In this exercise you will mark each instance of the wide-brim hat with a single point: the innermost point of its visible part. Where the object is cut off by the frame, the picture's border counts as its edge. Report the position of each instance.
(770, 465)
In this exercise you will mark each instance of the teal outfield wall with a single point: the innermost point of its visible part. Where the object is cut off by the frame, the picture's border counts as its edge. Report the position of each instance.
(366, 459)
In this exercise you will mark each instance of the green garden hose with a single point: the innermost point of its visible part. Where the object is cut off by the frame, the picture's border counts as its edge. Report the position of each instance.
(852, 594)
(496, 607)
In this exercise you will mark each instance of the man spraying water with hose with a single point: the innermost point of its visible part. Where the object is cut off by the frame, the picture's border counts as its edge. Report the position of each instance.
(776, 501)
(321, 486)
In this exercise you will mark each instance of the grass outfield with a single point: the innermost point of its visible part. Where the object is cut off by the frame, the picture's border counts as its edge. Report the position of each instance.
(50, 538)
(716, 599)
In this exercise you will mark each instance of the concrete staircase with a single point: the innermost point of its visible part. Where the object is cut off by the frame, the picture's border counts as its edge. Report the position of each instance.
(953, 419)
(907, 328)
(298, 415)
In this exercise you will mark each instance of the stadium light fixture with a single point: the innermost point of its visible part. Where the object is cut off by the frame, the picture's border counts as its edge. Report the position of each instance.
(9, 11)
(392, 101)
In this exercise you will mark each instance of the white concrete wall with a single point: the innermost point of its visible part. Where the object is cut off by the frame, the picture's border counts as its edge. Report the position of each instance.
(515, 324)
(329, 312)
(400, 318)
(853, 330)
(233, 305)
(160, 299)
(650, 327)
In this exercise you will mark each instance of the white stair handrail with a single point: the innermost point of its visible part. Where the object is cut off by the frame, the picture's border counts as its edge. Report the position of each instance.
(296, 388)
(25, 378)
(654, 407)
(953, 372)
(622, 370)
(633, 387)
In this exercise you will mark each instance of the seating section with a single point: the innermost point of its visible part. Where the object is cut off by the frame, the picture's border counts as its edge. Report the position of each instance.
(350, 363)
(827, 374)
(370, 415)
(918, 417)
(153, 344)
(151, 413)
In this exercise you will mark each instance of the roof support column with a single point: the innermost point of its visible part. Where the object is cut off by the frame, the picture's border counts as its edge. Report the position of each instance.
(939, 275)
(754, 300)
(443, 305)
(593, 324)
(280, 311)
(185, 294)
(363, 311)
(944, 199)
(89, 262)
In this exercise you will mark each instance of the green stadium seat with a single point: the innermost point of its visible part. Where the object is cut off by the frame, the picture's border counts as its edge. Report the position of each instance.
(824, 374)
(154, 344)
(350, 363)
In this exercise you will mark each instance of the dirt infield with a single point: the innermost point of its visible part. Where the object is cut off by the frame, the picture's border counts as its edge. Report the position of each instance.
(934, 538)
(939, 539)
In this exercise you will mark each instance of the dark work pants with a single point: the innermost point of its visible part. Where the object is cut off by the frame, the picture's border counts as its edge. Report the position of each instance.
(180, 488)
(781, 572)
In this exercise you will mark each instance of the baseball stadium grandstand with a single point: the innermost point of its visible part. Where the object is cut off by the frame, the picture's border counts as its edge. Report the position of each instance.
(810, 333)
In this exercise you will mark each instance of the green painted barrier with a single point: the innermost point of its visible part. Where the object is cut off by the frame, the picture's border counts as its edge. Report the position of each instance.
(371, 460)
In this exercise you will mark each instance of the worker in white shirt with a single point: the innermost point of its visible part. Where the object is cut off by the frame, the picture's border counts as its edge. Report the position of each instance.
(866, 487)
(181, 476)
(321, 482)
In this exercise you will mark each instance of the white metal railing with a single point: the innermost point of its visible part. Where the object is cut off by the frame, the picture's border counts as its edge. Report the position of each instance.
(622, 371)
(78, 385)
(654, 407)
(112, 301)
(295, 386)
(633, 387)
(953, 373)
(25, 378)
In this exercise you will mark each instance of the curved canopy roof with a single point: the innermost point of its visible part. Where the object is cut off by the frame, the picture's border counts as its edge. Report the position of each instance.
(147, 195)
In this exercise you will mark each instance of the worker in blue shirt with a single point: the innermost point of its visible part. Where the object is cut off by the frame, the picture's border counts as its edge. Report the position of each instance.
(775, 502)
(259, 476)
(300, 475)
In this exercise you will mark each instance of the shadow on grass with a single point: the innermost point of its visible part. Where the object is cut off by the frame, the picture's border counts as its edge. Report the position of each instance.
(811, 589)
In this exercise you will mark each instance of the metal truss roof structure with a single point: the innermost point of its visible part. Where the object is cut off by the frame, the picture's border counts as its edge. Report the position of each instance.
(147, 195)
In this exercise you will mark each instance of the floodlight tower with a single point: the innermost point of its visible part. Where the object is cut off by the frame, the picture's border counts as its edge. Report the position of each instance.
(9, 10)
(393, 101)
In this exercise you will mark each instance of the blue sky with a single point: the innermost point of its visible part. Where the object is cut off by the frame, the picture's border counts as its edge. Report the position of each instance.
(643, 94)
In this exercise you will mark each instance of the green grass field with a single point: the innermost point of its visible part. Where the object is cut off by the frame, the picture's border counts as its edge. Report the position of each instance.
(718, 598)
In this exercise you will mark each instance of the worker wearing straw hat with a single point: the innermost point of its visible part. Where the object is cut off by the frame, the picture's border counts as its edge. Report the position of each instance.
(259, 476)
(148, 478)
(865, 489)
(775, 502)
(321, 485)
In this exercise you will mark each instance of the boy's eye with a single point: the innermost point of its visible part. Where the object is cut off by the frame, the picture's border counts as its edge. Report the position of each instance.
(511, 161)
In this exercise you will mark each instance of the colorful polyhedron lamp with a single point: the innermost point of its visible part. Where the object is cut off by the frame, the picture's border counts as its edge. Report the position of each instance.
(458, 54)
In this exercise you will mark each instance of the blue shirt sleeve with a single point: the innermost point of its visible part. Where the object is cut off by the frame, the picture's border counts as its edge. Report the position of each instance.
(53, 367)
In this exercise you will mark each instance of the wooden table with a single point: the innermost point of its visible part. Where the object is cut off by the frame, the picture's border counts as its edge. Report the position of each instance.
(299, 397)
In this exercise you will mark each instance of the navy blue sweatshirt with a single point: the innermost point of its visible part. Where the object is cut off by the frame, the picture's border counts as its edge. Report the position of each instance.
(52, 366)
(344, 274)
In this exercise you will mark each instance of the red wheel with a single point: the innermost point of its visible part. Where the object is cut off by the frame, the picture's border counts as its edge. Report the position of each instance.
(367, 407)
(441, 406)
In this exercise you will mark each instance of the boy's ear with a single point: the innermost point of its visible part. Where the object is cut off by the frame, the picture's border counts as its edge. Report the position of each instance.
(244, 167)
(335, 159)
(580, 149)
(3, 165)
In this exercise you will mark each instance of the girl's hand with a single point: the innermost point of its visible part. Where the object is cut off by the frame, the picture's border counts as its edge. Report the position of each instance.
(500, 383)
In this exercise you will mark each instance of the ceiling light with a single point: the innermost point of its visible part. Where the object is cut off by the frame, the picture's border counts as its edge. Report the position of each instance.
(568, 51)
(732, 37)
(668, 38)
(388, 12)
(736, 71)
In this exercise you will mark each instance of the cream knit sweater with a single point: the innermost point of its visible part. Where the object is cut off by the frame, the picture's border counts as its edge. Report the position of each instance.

__TASK DETAILS__
Could you reproduce every line of the listing exactly?

__SOLUTION FOR THIS EXERCISE__
In this exercise you will mark each instance of the wide-brim hat with a single point: the innermost point of its visible part. Where the object is cut off by the frame, the picture's border counts as its edge. Report the position of each instance.
(770, 465)
In this exercise you will mark each instance of the teal outfield wall with a single point: the innermost point of its visible part. Where the object is cut off by the frame, the picture's border counts as its edge. Report the position of each instance.
(366, 459)
In this exercise you will mark each instance of the green garden hose with a single point: the innermost point of its visible part. Where the object is cut off by the frame, the picture's border counts as its edge. Report the position of each instance.
(852, 594)
(496, 607)
In this exercise you will mark each instance of the man spraying water with hose with a single point: the innermost point of its visible part. Where the object is cut off by the frame, the picture's border counts as its edge. Report the position of each instance.
(776, 501)
(321, 486)
In this exercise you will mark each instance of the grass outfield with a single point: the innermost point of its visible part. Where the object is cut off by the frame, the picture's border counts as its edge. Report the position of each instance.
(50, 538)
(716, 599)
In this exercise you will mark each instance of the concrete staircase with a single point: the innermost point of its visible part. Where the object is cut off by the frame, the picture's border counts as its edge. Report the position of each instance.
(953, 419)
(907, 328)
(298, 415)
In this exercise you will mark each instance of the stadium light fixture with a single point: the innermost point of its visible part. Where the object is cut off by the frame, the picture's border counts as its edge. Report the position of each instance.
(9, 11)
(392, 101)
In this exercise you will mark each instance of the white concrete wall with a single point: the innermost point of its visible part. Where the object is cut off by the frame, the picture's border counts as its edge. Report the position of each instance.
(515, 324)
(329, 312)
(400, 318)
(853, 330)
(233, 305)
(160, 299)
(650, 327)
In this exercise you will mark each instance of the white stair handrail with a single point: the innermost point of its visible part. Where the object is cut off by the frame, the picture's border counts as its edge. Report the position of each instance.
(296, 388)
(25, 378)
(654, 407)
(953, 372)
(622, 370)
(633, 387)
In this exercise you will mark each instance of the seating section with a single point: the innermost point of its visible part. Where the object is cut off by the frame, the picture's border counts as its edge. Report the position of each instance.
(350, 363)
(827, 374)
(370, 415)
(918, 417)
(153, 344)
(151, 413)
In this exercise you will mark each instance of the roof support column with a single point: the innermost point of its visible part. Where the object is cut off by the frame, the picture's border counts as its edge. Report the position of each instance.
(939, 275)
(754, 300)
(443, 305)
(593, 324)
(280, 311)
(185, 294)
(363, 311)
(944, 199)
(89, 262)
In this exercise you will mark each instance of the green stadium seat with a single point: the innermost point of its visible part. Where the object is cut off by the frame, the picture's border counts as its edge. Report the position of each instance.
(824, 374)
(154, 344)
(350, 363)
In this exercise you will mark each instance of the dirt infield with a single point: the innermost point of its visible part. Where the object is cut off by the frame, the picture's border counts as its edge. Report the position of each instance.
(934, 538)
(939, 539)
In this exercise you will mark each instance of the dark work pants with a single point: the innermost point of its visible part. Where the object is cut off by the frame, the picture's border counts as its edge. Report the position of each instance.
(180, 488)
(781, 572)
In this exercise you will mark each instance of the baseball stadium grandstand with a single point: the innermost point of its visible part. Where the object is cut off by the frame, the picture's border counts as its edge. Report the position of each instance.
(810, 333)
In this exercise you will mark each instance of the green painted barrier with a single point: the innermost point of its visible part. Where the object is cut off by the frame, the picture's border counts as its edge. Report the position of each instance.
(371, 460)
In this exercise you will mark each instance of the worker in white shirt with a single point: the innermost point of its visible part. Where the object is cut off by the frame, the picture's border counts as its edge. Report the position of each instance.
(866, 487)
(181, 476)
(321, 482)
In this exercise you will mark each instance of the white metal railing with a single point: the innermost point of its visible part. Where the object is cut off by the frame, the picture's border counts as its edge. Report the position of each instance.
(622, 371)
(78, 385)
(654, 407)
(112, 301)
(295, 386)
(633, 387)
(953, 373)
(25, 378)
In this exercise you will mark each instance of the curved canopy roof with a single point: the innermost point of its visible part. Where the object is cut off by the frame, the picture's border counts as its edge. Report the position of each instance.
(147, 195)
In this exercise you will mark each instance of the worker in blue shirt with a single point: the innermost point of its visible part. Where the object is cut off by the frame, the picture's border counts as its edge. Report the position of each instance.
(775, 502)
(259, 476)
(300, 475)
In this exercise you will mark each instance of the shadow on grass with a single point: the innermost point of its visible part. Where the object is cut off by the frame, the picture's border counts as its edge. Report the position of each instance.
(811, 589)
In this exercise you will mark each instance of the metal truss roof structure with a single point: the innermost point of its visible part. Where the object is cut off by the frame, the picture's border counts as its edge. Report the position of each instance.
(147, 195)
In this exercise you will mark each instance of the floodlight tower with a single point: the innermost point of its visible part. Where the object is cut off by the frame, the picture's border counts as its edge. Report the position of each instance.
(9, 10)
(393, 101)
In this exercise you will mark each instance of the blue sky with a single point: the innermost point of its visible part. Where the object is cut off by the frame, the picture's border counts as its edge. Report the position of each instance.
(643, 94)
In this exercise you will mark each instance of the green grass field with a single point: the innermost point of its visible part. Where the object is cut off by the frame, the picture's border counts as its edge. Report the position of each instance.
(718, 598)
In this exercise you will mark each instance of the worker wearing straw hat with a single point: the innermost point of its visible part. Where the object is cut off by the frame, the picture's border counts as its edge. Report the position of each instance.
(259, 476)
(148, 478)
(865, 489)
(775, 502)
(321, 485)
In this exercise you will mark each instance of the boy's eye with a single point: the innermost point of its visible part. Where the object is cut off by the frame, the picture's border counts as its edge. Report the position of each instance.
(511, 161)
In this exercise you will mark each instance of the colorful polyhedron lamp with a single point: the innermost point of its visible part. Where the object is cut off by the frame, the picture's border counts as its edge. Report the position of each instance.
(458, 54)
In this exercise you will mark each instance of the blue shirt sleeve with a single point: the innermost point of its visible part. Where the object is cut off by the frame, the picture's border counts as its edge. Report the position of each instance.
(53, 367)
In this exercise you will mark each instance of the wooden table with a single point: the innermost point of its visible part. Where the object is cut off by the frame, the picture's border counts as its edge. Report the position of each instance.
(299, 397)
In this exercise you will mark each instance of the navy blue sweatshirt with a single point: the innermost point of its visible part. Where the object is cut off by the frame, the picture's border counts as its edge. Report the position of each instance.
(52, 366)
(344, 274)
In this exercise you will mark each instance of the red wheel with a single point: the innermost point of its visible part. Where the object is cut off by the frame, the picture's border counts as its edge. Report the position of each instance.
(367, 407)
(441, 406)
In this exercise you will mark each instance of the boy's ear with a single point: the innermost point of its visible part. Where the object is cut off by the frame, the picture's border counts as its edge. Report the position of each instance.
(244, 167)
(335, 159)
(580, 149)
(3, 165)
In this exercise you will mark each instance of the girl's hand with a single point: the innermost point of its visible part. Where the object is cut off by the frame, the picture's border counts as its edge. Report the position of each instance.
(500, 383)
In this exercise you will mark each instance of the ceiling light with a single point: the innermost point of its visible part. Where the object is cut off by the frame, the picture's border counts as its edge. Report the position of each instance.
(568, 51)
(732, 37)
(668, 38)
(388, 12)
(736, 71)
In this exercise you will mark each instance of the cream knit sweater with a single point: the innermost point of its visible part. Where the object is cut off by the frame, the picture's border counts as its edge. Report the position of each instance.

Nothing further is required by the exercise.